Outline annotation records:
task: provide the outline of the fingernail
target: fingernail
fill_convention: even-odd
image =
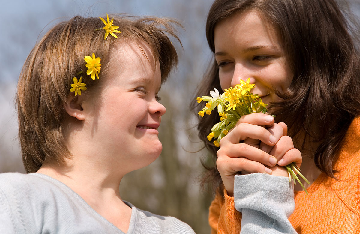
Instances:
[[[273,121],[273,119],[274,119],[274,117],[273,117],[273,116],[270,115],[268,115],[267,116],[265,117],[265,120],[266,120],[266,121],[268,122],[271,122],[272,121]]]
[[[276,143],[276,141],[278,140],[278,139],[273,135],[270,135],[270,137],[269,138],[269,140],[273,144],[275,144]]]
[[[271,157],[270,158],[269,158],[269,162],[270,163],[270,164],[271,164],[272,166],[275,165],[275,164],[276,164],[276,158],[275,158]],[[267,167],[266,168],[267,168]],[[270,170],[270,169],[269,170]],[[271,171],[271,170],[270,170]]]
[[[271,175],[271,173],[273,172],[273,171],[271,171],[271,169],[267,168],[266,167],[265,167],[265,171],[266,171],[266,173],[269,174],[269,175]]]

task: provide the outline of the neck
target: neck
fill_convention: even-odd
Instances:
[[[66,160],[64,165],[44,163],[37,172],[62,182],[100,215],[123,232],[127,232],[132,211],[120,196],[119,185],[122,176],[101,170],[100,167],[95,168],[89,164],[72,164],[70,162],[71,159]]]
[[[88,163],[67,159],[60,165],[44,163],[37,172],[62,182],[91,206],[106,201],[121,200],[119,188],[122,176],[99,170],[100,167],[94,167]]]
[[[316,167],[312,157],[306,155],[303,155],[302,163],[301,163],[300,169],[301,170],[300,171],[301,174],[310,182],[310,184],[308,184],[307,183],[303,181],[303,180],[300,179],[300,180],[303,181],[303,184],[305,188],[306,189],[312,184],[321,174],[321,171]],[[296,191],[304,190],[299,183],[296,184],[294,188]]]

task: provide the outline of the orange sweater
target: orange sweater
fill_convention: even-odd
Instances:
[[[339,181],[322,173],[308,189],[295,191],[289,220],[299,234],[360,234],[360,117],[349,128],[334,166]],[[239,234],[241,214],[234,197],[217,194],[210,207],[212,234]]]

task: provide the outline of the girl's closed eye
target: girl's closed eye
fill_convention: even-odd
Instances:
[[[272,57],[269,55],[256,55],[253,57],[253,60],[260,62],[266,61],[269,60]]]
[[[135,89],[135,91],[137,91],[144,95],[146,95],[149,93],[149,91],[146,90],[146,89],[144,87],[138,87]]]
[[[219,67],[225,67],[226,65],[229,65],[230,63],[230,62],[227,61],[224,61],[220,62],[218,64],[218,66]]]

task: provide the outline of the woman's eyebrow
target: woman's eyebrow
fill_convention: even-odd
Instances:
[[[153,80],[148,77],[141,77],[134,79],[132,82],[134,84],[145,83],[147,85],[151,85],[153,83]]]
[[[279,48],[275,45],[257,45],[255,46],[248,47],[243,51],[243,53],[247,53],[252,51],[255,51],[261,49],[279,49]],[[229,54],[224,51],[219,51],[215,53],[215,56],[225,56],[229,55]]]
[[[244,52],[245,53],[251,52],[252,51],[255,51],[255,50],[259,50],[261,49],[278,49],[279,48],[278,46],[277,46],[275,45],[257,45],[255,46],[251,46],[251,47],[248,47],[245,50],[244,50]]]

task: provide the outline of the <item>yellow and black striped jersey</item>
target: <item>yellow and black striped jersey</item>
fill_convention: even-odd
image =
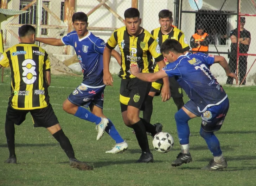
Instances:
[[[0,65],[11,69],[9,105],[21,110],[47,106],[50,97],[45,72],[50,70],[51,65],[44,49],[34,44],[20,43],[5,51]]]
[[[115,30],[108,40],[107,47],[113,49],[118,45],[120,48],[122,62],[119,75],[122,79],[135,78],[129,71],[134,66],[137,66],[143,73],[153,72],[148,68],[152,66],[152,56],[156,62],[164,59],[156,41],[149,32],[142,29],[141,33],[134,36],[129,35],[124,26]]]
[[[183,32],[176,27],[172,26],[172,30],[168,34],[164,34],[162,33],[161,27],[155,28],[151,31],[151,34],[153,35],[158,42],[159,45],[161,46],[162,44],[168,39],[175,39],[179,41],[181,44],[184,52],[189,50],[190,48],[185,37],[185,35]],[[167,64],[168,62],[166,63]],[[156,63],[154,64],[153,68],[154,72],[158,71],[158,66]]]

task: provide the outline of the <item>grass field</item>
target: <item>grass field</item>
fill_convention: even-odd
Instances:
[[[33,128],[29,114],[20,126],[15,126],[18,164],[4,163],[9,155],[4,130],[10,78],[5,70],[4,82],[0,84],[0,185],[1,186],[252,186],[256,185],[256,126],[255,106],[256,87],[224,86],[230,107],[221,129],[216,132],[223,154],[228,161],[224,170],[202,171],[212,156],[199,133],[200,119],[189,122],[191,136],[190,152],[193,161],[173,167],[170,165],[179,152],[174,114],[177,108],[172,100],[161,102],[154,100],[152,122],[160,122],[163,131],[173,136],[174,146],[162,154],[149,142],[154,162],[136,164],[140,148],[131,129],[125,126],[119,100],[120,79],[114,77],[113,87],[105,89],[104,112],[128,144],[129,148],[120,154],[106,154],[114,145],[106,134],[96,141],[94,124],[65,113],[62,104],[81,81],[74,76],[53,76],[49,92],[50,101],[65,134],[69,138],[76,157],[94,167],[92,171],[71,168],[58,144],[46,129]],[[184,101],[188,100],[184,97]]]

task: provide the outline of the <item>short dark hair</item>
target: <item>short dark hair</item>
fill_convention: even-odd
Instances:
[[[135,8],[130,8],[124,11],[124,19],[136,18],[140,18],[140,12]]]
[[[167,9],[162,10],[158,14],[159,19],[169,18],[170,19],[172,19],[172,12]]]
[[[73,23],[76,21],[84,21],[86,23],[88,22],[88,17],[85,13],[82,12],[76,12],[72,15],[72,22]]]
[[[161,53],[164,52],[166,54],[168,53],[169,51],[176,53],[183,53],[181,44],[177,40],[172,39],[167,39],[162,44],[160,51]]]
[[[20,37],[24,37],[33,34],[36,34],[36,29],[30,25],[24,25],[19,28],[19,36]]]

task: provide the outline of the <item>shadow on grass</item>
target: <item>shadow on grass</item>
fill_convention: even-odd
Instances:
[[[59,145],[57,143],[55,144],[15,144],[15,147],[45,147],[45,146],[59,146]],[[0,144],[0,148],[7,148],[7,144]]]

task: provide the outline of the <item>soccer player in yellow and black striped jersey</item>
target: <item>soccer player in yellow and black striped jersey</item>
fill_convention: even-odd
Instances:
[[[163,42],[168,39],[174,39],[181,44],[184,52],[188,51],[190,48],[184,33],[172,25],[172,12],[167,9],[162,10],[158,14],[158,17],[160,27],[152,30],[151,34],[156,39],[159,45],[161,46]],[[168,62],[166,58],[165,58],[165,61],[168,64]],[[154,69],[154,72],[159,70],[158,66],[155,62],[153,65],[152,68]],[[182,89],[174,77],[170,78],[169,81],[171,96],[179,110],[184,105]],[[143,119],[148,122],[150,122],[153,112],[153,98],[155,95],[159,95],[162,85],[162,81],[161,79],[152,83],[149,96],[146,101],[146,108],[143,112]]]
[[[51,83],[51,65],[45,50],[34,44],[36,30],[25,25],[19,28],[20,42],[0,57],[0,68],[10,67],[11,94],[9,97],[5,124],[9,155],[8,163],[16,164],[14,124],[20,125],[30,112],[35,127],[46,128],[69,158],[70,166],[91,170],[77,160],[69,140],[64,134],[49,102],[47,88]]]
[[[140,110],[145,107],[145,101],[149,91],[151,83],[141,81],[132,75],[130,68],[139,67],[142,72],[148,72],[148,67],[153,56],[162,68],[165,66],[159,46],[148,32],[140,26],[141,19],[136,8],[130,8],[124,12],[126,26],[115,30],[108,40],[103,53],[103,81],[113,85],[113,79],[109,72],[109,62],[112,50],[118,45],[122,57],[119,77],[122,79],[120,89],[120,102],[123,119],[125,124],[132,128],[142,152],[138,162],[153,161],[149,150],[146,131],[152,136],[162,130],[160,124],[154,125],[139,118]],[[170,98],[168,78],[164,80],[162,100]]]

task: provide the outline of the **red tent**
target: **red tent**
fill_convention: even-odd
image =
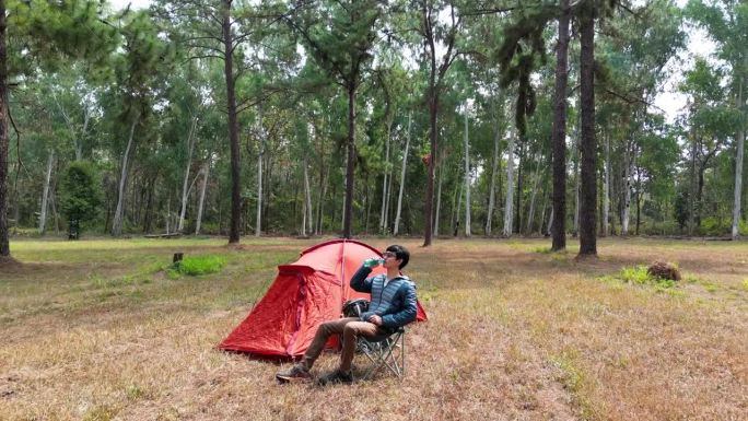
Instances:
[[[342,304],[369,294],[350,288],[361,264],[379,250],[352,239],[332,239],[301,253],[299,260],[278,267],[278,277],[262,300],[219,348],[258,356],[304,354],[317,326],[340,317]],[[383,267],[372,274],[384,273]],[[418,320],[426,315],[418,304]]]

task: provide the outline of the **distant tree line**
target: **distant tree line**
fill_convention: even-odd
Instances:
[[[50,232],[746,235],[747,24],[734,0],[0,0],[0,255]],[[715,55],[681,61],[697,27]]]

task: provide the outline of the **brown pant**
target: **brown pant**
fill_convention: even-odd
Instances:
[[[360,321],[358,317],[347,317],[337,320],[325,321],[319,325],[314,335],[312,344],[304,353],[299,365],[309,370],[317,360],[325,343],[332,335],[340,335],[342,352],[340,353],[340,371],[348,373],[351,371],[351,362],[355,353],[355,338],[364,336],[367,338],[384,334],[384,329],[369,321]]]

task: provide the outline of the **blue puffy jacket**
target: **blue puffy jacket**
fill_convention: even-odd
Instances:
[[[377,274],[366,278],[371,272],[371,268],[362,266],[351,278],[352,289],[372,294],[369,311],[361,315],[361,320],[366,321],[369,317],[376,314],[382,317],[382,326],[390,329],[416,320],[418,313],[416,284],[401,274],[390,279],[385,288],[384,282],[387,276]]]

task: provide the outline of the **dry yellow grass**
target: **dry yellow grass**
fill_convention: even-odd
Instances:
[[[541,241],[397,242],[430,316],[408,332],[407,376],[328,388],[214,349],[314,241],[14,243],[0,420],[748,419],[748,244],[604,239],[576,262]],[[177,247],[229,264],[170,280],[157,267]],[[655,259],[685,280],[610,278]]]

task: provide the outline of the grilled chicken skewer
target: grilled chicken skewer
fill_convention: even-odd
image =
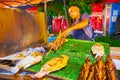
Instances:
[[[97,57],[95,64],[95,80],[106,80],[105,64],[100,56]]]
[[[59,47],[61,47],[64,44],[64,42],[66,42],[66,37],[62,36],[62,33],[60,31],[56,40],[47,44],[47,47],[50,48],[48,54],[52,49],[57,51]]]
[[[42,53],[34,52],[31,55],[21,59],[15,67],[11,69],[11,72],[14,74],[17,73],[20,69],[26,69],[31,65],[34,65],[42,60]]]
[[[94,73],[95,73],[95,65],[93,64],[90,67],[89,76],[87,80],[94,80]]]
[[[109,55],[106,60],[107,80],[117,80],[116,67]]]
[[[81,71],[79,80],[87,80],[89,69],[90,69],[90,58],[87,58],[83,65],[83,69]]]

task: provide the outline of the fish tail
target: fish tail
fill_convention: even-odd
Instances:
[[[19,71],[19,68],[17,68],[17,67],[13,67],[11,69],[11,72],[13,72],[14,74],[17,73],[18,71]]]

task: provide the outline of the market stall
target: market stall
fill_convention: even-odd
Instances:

**Task to carry out**
Find the line containing "task: provide the outline of the **blue", then extract it and every line after it to the end of the data above, exactly and nothing else, without pictures.

**Correct answer**
task: provide the outline of the **blue puffy jacket**
target: **blue puffy jacket**
fill_convention: even-odd
Instances:
[[[377,274],[366,278],[371,272],[371,268],[362,266],[351,278],[352,289],[372,294],[369,311],[361,315],[361,320],[366,321],[369,317],[376,314],[382,317],[382,326],[390,329],[416,320],[418,313],[416,284],[401,274],[390,279],[385,288],[384,282],[387,276]]]

task: provide the outline of the **dry yellow grass**
target: **dry yellow grass**
fill_convention: even-odd
Instances:
[[[541,241],[397,242],[430,316],[408,332],[407,376],[328,388],[214,349],[314,241],[14,243],[0,420],[748,419],[748,244],[604,239],[576,262]],[[177,247],[229,264],[170,280],[157,267]],[[655,259],[685,280],[610,278]]]

task: provide the outline of the grilled chicken skewer
target: grilled chicken skewer
fill_convention: even-odd
image =
Instances:
[[[97,57],[95,64],[95,80],[106,80],[105,64],[100,56]]]
[[[59,47],[61,47],[64,44],[64,42],[66,42],[66,37],[62,36],[62,33],[60,31],[56,40],[47,44],[47,47],[50,48],[48,54],[52,49],[57,51]]]
[[[42,53],[34,52],[31,55],[21,59],[15,67],[11,69],[11,72],[14,74],[17,73],[20,69],[26,69],[31,65],[34,65],[42,60]]]
[[[94,73],[95,73],[95,65],[93,64],[90,67],[89,76],[87,80],[94,80]]]
[[[109,55],[106,60],[107,80],[117,80],[116,67]]]
[[[81,71],[79,80],[87,80],[89,69],[90,69],[90,58],[87,58],[83,65],[83,69]]]

task: provide the outline of the fish tail
target: fish tail
fill_convention: even-odd
Instances:
[[[19,71],[19,68],[17,68],[17,67],[13,67],[11,69],[11,72],[13,72],[14,74],[17,73],[18,71]]]

task: provide the outline of the market stall
target: market stall
fill_convention: even-odd
Instances:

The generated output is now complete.